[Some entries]
►

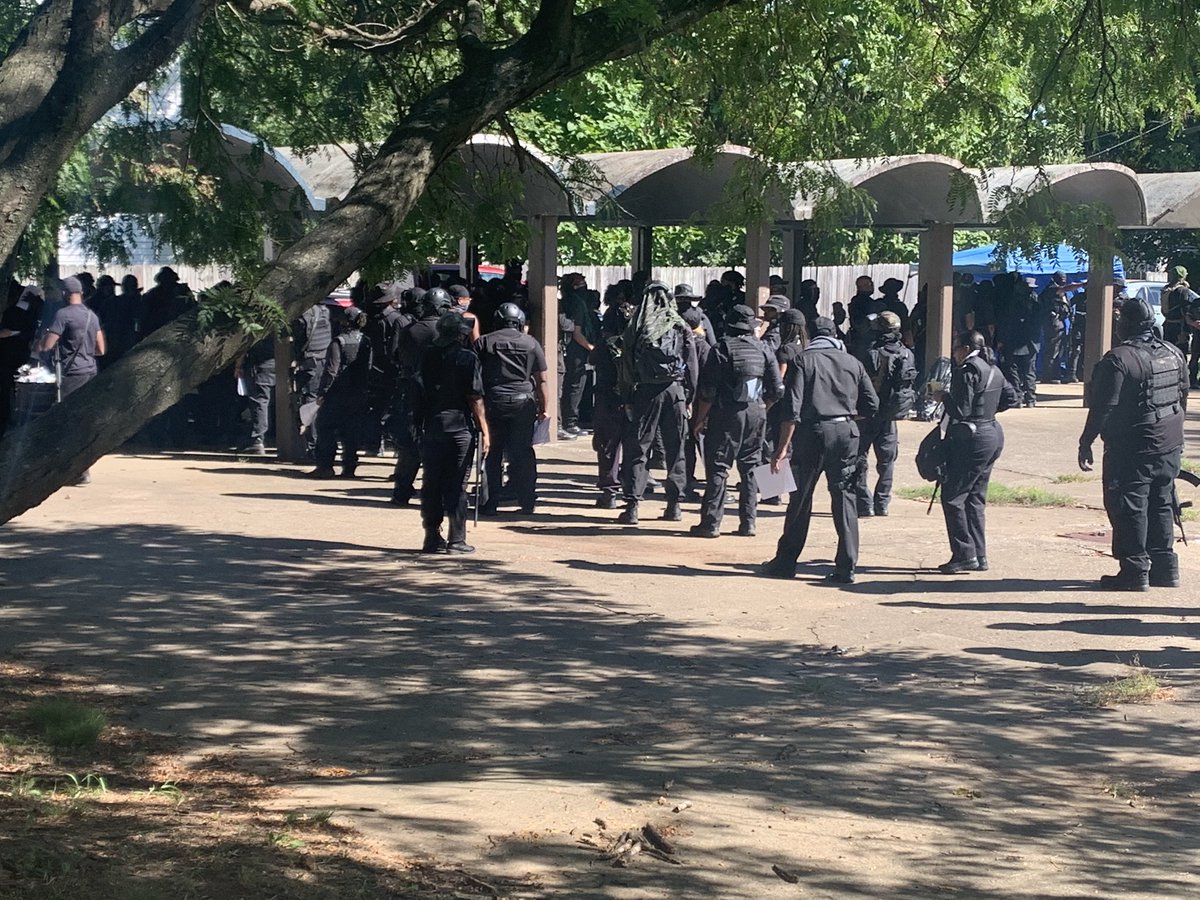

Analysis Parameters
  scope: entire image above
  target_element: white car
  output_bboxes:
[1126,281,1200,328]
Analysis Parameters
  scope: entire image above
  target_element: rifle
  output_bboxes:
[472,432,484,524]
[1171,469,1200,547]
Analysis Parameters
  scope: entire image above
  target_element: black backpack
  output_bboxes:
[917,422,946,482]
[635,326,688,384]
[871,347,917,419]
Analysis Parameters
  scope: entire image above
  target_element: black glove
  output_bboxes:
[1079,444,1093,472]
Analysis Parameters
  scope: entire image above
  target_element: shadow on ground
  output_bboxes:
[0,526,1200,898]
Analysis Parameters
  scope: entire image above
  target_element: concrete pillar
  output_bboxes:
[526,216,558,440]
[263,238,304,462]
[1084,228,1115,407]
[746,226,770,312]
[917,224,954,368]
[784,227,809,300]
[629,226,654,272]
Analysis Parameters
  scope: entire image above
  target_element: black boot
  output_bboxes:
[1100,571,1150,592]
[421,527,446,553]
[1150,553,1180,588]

◄
►

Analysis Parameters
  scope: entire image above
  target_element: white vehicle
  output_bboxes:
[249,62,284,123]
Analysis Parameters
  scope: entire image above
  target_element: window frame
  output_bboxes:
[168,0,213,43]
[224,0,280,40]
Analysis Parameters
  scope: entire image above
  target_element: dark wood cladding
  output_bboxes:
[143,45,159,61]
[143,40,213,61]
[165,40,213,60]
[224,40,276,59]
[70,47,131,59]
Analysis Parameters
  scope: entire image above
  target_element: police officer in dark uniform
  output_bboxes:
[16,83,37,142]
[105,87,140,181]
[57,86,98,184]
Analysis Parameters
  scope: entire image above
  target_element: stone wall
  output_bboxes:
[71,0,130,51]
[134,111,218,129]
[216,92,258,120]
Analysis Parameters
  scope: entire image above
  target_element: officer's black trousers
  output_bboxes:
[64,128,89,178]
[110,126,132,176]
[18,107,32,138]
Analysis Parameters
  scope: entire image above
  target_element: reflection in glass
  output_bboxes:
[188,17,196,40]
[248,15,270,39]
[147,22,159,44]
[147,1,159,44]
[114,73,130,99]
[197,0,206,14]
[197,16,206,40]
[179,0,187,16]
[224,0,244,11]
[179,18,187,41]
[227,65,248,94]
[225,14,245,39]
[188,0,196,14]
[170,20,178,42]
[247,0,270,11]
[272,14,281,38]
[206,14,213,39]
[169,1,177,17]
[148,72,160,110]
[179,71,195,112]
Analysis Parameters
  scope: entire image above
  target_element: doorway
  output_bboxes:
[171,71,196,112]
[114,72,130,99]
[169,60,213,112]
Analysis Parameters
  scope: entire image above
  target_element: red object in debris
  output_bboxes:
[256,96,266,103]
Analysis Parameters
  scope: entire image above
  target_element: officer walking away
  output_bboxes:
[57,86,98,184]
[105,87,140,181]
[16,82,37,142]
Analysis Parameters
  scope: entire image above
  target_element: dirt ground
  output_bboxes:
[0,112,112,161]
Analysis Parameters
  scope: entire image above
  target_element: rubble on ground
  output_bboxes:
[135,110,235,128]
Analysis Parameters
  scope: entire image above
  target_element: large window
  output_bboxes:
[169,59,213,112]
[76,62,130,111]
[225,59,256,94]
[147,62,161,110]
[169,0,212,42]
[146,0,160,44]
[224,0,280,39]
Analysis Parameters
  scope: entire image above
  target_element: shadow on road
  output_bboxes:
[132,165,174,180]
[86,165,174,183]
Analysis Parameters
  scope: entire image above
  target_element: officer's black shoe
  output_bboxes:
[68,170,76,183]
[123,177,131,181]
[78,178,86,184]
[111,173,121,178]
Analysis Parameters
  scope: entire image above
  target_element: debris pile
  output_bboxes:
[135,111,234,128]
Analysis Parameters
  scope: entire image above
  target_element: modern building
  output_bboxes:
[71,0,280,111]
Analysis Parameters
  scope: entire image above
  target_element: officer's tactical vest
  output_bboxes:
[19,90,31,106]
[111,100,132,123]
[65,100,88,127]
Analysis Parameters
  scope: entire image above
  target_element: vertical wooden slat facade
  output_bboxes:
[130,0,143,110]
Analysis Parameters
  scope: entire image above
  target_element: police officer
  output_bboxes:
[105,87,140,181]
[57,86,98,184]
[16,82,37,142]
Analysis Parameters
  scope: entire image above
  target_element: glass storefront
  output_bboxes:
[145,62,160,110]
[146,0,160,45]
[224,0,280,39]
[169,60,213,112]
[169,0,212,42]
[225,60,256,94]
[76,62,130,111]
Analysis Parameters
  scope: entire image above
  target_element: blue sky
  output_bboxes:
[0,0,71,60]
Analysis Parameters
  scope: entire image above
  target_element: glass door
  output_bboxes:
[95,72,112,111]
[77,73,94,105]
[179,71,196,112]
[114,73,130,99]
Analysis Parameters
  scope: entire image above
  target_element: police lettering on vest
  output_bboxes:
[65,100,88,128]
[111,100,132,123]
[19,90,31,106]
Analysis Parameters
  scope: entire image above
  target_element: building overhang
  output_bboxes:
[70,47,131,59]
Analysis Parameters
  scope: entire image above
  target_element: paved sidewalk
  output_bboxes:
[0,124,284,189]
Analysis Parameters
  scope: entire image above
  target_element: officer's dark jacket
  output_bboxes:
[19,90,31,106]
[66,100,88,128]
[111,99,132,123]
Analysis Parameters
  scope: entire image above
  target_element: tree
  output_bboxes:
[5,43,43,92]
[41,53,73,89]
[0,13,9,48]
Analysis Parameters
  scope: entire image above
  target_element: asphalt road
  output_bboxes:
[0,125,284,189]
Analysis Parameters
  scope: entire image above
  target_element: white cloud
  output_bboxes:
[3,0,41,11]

◄
►

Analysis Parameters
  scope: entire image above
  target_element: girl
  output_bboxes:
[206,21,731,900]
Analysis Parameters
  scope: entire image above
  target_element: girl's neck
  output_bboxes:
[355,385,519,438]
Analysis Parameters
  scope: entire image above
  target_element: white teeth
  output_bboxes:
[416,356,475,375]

◄

__Exercise requirements__.
Extract every line from the entries above that contains the string "vest", matching case exactly.

__Task answer__.
  target_element: officer's tactical vest
  target_element: police lettering on vest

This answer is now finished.